SUPPLIED TEXT:
Breast cancer is the most common tumor detected in women worldwide.1 According to Global Cancer Statistics, a worldwide breast cancer incidence of over 2.26 million was noted in 2020, leading to about 684,996 deaths.2 In Brazil, the National Cancer Institute (INCA) has estimated 73,610 new breast cancer cases for each year of the three-year 2023–2025 period.3 The early diagnosis of this disease, however, enables better therapeutic responses and higher survival rates.4

Several complications of breast cancer are noted, which can include pain and stiffness in the joints in patients undergoing treatment. Hormonal therapies can harm bone health, increasing the risk of fractures. Fatigue, also occurs in up to 94 % of patients after the diagnosis of breast cancer.5 And breast cancer treatments, often leads to low levels of physical activity (PA) following treatment.6 “Physical activity is defined as any bodily movement produced by skeletal muscles that results in energy expenditure”.7 Lack of physical activity can cause deconditioning and reduced physical functionality.8 In this sense, a sedentary lifestyle can, in turn, lead to long-term effects, such as unfavorable body compositions, such as sarcopenia.9

This condition can also occur as a direct oncological consequence, as evidence suggests that tumor masses are responsible for the production of inflammatory cytokines, such as tumor necrosis factor (TNF) and interleukin 1 (IL-1), both of which are associated to sarcopenia development.10 In oncology, the presence of sarcopenia has been associated with reduced efficacy of antineoplastic therapies, postoperative complications, and worse overall survival for several tumors.11

The term sarcopenia was first employed in 1989 by Inwin Rosenberg, who described this condition as a muscle mass decline associated to the aging process.12 In 2010, the European Working Group on Sarcopenia in Older People (EWGSOP) proposed a new sarcopenia definition, consisting in a muscular and skeletal disorder characterized by progressive reductions in both muscle mass and strength associated with an increased likelihood of adverse effects, including falls, fractures, physical morbidities, impaired ability to perform daily living activities and mortality.13 In this sense, a prospective analysis of 461 patients recently diagnosed with early-stage or metastatic cancer and who underwent curative surgery and had not undergone chemotherapy or radiotherapy before, observed a prevalence of sarcopenia of 17 %,14 while a meta-analysis relating to female patients, evaluated at any time after the diagnosis of breast cancer, indicated that those classified as sarcopenic had a 68 % higher risk of mortality compared to non-sarcopenic patients.15

The EWGSOP2 Guideline considers three factors for a sarcopenia diagnosis, namely low muscle strength, low muscle quality, and low physical performance. Probable sarcopenia is categorized as a low muscle strength condition, while sarcopenia is established by the association of low muscle strength and low muscle mass. Furthermore, this condition is categorized as severe when both low muscle strength and low muscle mass are associated to low physical performance.16

Given the complications and severity related to the development of sarcopenia in patients with cancer11,13 and given the few studies on the prevalence of this clinical condition, which analyze women who have at least already undergone surgical treatment for breast cancer,14,17,18 it is relevant to conduct this survey prior to cancer treatments, in this context, this study's primary objective is to evaluate the prevalence of sarcopenia and as a secondary objective to observe whether there are associations with weekly energy expenditure and PA levels in women evaluated by a physical therapy service at the time of breast cancer diagnosis in a reference cancer hospital.

WORK REQUIRED: List every adverse effect that the 2010 EWGSOP definition in the text on sarcopenia in breast cancer ties to sarcopenia. The records were taken from a different source than the text.

Stored data entries:
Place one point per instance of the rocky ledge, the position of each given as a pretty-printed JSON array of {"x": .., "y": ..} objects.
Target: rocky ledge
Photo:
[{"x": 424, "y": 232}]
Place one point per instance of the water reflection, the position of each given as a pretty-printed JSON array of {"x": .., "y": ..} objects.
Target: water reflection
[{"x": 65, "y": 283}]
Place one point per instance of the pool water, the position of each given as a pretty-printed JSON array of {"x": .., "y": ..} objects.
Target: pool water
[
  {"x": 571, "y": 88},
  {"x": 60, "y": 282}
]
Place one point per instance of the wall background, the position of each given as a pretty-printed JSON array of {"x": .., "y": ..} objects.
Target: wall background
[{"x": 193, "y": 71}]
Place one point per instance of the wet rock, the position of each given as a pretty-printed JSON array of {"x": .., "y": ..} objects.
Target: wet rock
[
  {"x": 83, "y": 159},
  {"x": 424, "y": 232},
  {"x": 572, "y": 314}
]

ANSWER BELOW:
- Falls
- Fractures
- Physical morbidities
- Impaired ability to perform daily living activities
- Mortality